> Prompt
Give the rows starting at the one that contains "of the sundew" and ending at the one that contains "Target: sundew plant" as a JSON list of strings, one string per row, skipping any blank rows.

> Material for this task
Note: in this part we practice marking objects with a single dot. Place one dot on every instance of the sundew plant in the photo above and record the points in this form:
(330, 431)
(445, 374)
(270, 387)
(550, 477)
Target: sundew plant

...

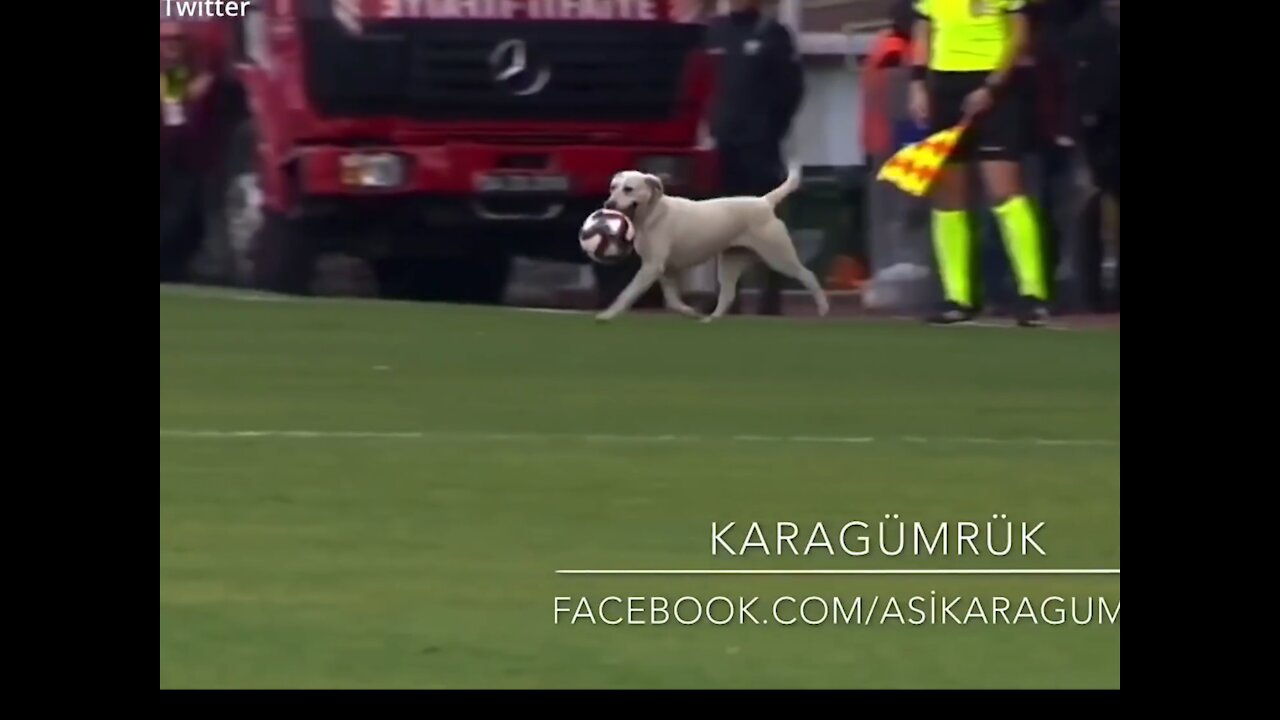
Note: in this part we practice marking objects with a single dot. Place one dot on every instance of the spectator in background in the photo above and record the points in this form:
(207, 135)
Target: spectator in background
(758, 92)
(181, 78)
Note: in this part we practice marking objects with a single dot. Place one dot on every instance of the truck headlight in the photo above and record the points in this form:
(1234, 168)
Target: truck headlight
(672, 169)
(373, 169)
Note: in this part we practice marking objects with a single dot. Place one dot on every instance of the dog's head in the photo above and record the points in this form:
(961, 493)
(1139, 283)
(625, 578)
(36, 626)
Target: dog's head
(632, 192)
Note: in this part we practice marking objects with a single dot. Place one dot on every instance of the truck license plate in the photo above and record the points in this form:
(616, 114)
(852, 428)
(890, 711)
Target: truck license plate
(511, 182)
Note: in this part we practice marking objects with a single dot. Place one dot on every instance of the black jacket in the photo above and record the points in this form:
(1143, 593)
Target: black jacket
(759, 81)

...

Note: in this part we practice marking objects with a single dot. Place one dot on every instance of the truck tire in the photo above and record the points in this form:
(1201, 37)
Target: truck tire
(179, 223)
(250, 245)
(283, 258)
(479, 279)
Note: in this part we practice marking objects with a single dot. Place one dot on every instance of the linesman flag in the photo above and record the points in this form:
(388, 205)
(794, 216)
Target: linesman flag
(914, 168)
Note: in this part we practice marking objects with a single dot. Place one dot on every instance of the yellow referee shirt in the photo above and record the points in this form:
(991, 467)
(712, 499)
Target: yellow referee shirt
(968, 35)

> Expected answer
[
  "Note: in this part we practice marking objects with a single dot. Place one dot on every instance of the sundew plant in the photo above and record the points in this form:",
  "(330, 431)",
  "(445, 374)",
  "(270, 387)",
  "(550, 477)",
  "Target: sundew plant"
]